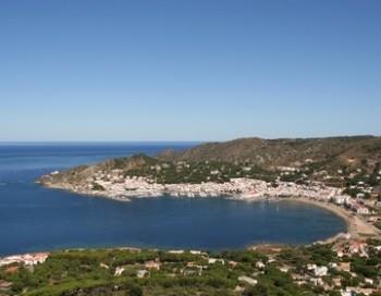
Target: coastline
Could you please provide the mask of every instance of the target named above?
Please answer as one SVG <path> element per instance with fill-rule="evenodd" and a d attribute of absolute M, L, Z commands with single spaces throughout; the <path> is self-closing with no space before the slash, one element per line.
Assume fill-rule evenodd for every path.
<path fill-rule="evenodd" d="M 172 196 L 174 198 L 229 198 L 239 201 L 297 201 L 323 208 L 343 219 L 346 223 L 346 232 L 335 234 L 323 240 L 315 243 L 334 243 L 340 238 L 361 239 L 367 237 L 381 237 L 381 232 L 366 222 L 362 217 L 355 214 L 349 209 L 332 202 L 334 196 L 341 196 L 341 190 L 321 185 L 299 186 L 291 183 L 281 183 L 278 188 L 269 186 L 258 180 L 236 178 L 231 183 L 214 184 L 152 184 L 144 178 L 126 180 L 124 183 L 107 183 L 101 185 L 105 190 L 93 190 L 90 186 L 74 186 L 69 183 L 42 183 L 44 186 L 54 189 L 63 189 L 86 197 L 101 197 L 115 201 L 132 201 L 135 198 L 160 198 Z M 136 188 L 126 190 L 125 188 Z M 253 190 L 253 188 L 256 188 Z M 253 245 L 249 246 L 253 248 Z"/>
<path fill-rule="evenodd" d="M 347 225 L 347 234 L 351 235 L 351 238 L 361 238 L 367 236 L 380 236 L 380 232 L 369 223 L 365 222 L 362 219 L 360 219 L 358 215 L 345 210 L 342 207 L 339 207 L 332 202 L 325 202 L 325 201 L 318 201 L 312 200 L 304 197 L 285 197 L 280 198 L 278 200 L 288 200 L 288 201 L 299 201 L 299 202 L 306 202 L 309 205 L 314 205 L 320 208 L 323 208 L 325 210 L 329 210 L 336 214 L 337 217 L 342 218 Z M 339 233 L 333 237 L 329 237 L 324 240 L 318 240 L 317 243 L 323 243 L 323 244 L 330 244 L 334 243 L 336 239 L 342 237 L 343 234 Z"/>

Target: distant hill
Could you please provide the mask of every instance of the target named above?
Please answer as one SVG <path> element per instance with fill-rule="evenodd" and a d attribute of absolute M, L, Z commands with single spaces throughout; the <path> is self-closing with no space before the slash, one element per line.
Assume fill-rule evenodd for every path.
<path fill-rule="evenodd" d="M 380 137 L 241 138 L 225 143 L 207 143 L 184 151 L 167 150 L 157 157 L 136 155 L 111 159 L 46 175 L 38 182 L 64 186 L 91 184 L 98 178 L 111 180 L 115 171 L 119 175 L 147 176 L 163 184 L 224 182 L 237 176 L 272 182 L 282 171 L 294 170 L 296 173 L 287 175 L 286 178 L 283 176 L 283 180 L 316 180 L 342 186 L 343 175 L 348 176 L 352 173 L 361 180 L 369 178 L 370 175 L 377 178 L 380 163 Z M 331 177 L 324 178 L 328 174 Z M 58 187 L 62 187 L 61 185 Z"/>
<path fill-rule="evenodd" d="M 239 138 L 207 143 L 183 152 L 164 151 L 163 160 L 247 162 L 260 166 L 299 166 L 306 161 L 336 168 L 373 166 L 381 161 L 381 137 Z M 367 163 L 366 163 L 367 162 Z"/>

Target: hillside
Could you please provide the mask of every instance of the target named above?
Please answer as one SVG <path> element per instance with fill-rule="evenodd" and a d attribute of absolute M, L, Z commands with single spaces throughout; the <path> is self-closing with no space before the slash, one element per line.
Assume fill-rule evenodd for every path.
<path fill-rule="evenodd" d="M 163 152 L 164 160 L 189 162 L 246 162 L 266 169 L 321 163 L 325 169 L 340 166 L 372 170 L 381 160 L 381 138 L 372 136 L 262 139 L 241 138 L 207 143 L 183 152 Z"/>

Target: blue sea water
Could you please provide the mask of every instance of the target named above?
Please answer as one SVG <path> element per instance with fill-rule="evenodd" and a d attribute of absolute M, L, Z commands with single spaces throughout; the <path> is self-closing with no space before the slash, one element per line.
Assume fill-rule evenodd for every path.
<path fill-rule="evenodd" d="M 346 229 L 302 202 L 223 198 L 143 198 L 120 202 L 44 188 L 53 170 L 190 143 L 1 144 L 0 255 L 71 247 L 242 248 L 254 243 L 308 244 Z"/>

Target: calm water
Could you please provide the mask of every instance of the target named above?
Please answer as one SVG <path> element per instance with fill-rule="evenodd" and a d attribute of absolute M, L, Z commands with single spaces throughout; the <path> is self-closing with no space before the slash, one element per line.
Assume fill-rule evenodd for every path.
<path fill-rule="evenodd" d="M 150 198 L 118 202 L 40 187 L 39 175 L 190 144 L 0 145 L 0 255 L 65 247 L 223 249 L 305 244 L 345 230 L 331 212 L 299 202 Z"/>

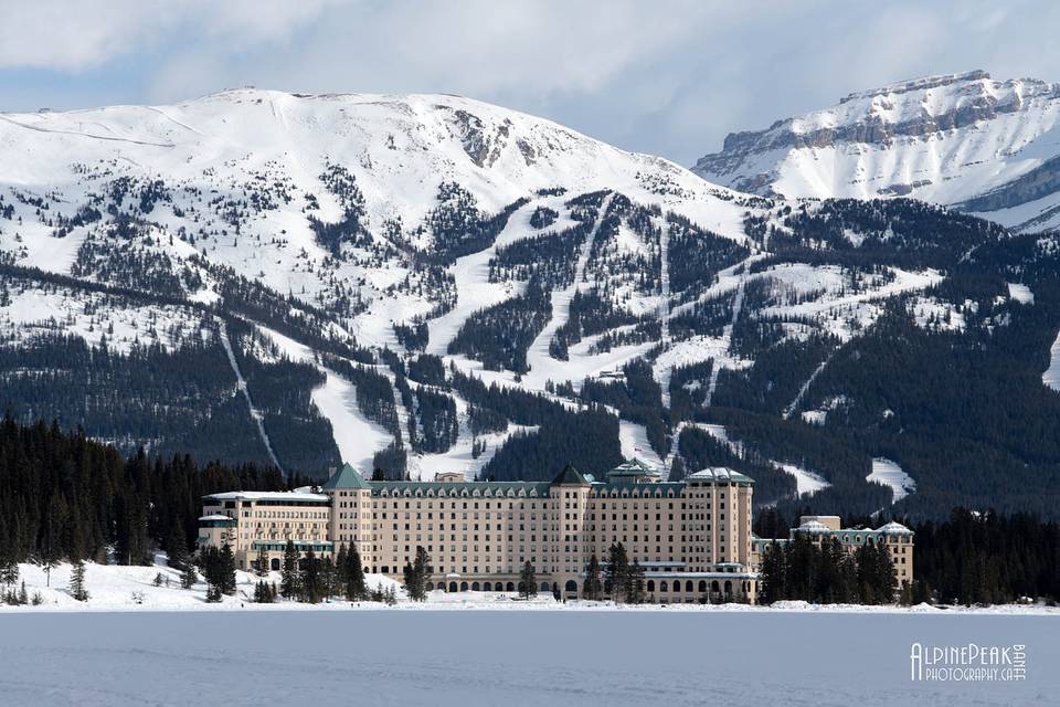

== PROBLEM DETAILS ==
Render every line of the material above as a numbered list, omitting blank lines and leaving out the pictures.

== EXERCISE RESPONSE ==
1. Target: coastline
2. Could you please provide the mask of every instance of the target named above?
3. Please answer as one SVG <path> element per instance with fill-rule="evenodd" and a d attribute of absolute M, L, Z commands with single spaces throughout; the <path> is self-closing with no space before the slash, one element per line.
4. Assume fill-rule evenodd for every path.
5. <path fill-rule="evenodd" d="M 172 196 L 174 198 L 229 198 L 239 201 L 297 201 L 323 208 L 343 219 L 346 223 L 346 232 L 335 234 L 323 240 L 315 243 L 334 243 L 340 238 L 361 239 L 367 237 L 381 237 L 381 232 L 366 222 L 362 217 L 355 214 L 349 209 L 332 202 L 334 196 L 341 196 L 341 190 L 321 185 L 299 186 L 291 183 L 281 183 L 278 188 L 269 186 L 258 180 L 236 178 L 231 183 L 214 184 L 152 184 L 144 178 L 126 180 L 124 183 L 107 183 L 101 185 L 105 190 L 93 190 L 90 186 L 74 186 L 69 183 L 42 183 L 44 186 L 54 189 L 63 189 L 86 197 L 101 197 L 115 201 L 132 201 L 135 198 L 160 198 Z M 136 188 L 126 190 L 125 188 Z M 253 190 L 253 188 L 256 188 Z M 253 245 L 249 246 L 253 248 Z"/>
6. <path fill-rule="evenodd" d="M 347 225 L 347 234 L 351 235 L 351 238 L 361 238 L 367 236 L 380 236 L 380 232 L 369 223 L 365 222 L 362 219 L 360 219 L 358 215 L 345 210 L 342 207 L 339 207 L 332 202 L 325 202 L 325 201 L 318 201 L 312 200 L 304 197 L 285 197 L 280 198 L 278 200 L 288 200 L 288 201 L 299 201 L 299 202 L 306 202 L 309 205 L 314 205 L 320 208 L 323 208 L 325 210 L 329 210 L 336 214 L 337 217 L 342 218 Z M 339 233 L 333 237 L 329 237 L 324 240 L 318 240 L 317 243 L 323 243 L 323 244 L 330 244 L 334 243 L 336 239 L 342 237 L 343 234 Z"/>
7. Target: distant hill
8. Could you please provide the mask of every instance of the target named above?
9. Please answer as one SVG <path> element per instance with fill-rule="evenodd" and a d attribute of absolute M, L, Z commands with single spaces throughout; the <path> is self-closing with no space before the slash, one element per line.
10. Assume fill-rule evenodd for every path.
11. <path fill-rule="evenodd" d="M 380 137 L 241 138 L 225 143 L 207 143 L 184 151 L 167 150 L 157 157 L 136 155 L 111 159 L 46 175 L 38 182 L 64 186 L 91 184 L 98 178 L 111 180 L 115 171 L 119 175 L 147 176 L 163 184 L 224 182 L 237 176 L 272 182 L 282 171 L 294 170 L 296 173 L 287 175 L 286 178 L 283 176 L 283 180 L 316 180 L 342 186 L 343 175 L 348 176 L 352 173 L 361 180 L 369 178 L 370 175 L 377 178 L 380 163 Z M 331 177 L 324 178 L 328 174 Z M 58 187 L 62 187 L 61 185 Z"/>
12. <path fill-rule="evenodd" d="M 239 138 L 207 143 L 183 152 L 164 151 L 163 160 L 247 162 L 260 166 L 299 166 L 306 161 L 336 168 L 373 166 L 381 161 L 381 137 Z M 367 163 L 366 163 L 367 162 Z"/>
13. Target: hillside
14. Could you please provide the mask of every instance of the target named above?
15. Please answer as one SVG <path> element per instance with fill-rule="evenodd" and a d attribute of absolute M, L, Z commands with single spaces throughout; the <path> is self-closing with no space before the slash, one element per line.
16. Assume fill-rule evenodd for every path.
17. <path fill-rule="evenodd" d="M 163 152 L 164 160 L 189 162 L 246 162 L 266 169 L 321 163 L 325 169 L 340 166 L 372 170 L 381 160 L 381 138 L 372 136 L 262 139 L 241 138 L 207 143 L 183 152 Z"/>
18. Target: blue sea water
19. Could you please provide the mask of every instance of the target named above?
20. Please answer as one SVG <path> element per instance with fill-rule="evenodd" and a d attribute of absolute M, L, Z commands with single spaces throughout; the <path> is self-closing with no space before the slash, one element per line.
21. Assume fill-rule evenodd for every path.
22. <path fill-rule="evenodd" d="M 346 229 L 302 202 L 223 198 L 143 198 L 120 202 L 44 188 L 53 170 L 190 143 L 1 144 L 0 255 L 71 247 L 242 248 L 254 243 L 308 244 Z"/>
23. Target: calm water
24. Could you please provide the mask of every instance of the target named above?
25. Please answer as one SVG <path> element per instance with fill-rule="evenodd" and a d attribute of absolute M, L, Z commands with single spaces throughout; the <path> is self-closing with no space before the slash, one element per line.
26. Assume fill-rule evenodd for every path.
27. <path fill-rule="evenodd" d="M 150 198 L 118 202 L 40 187 L 39 175 L 190 144 L 0 145 L 0 255 L 65 247 L 223 249 L 305 244 L 345 230 L 331 212 L 299 202 Z"/>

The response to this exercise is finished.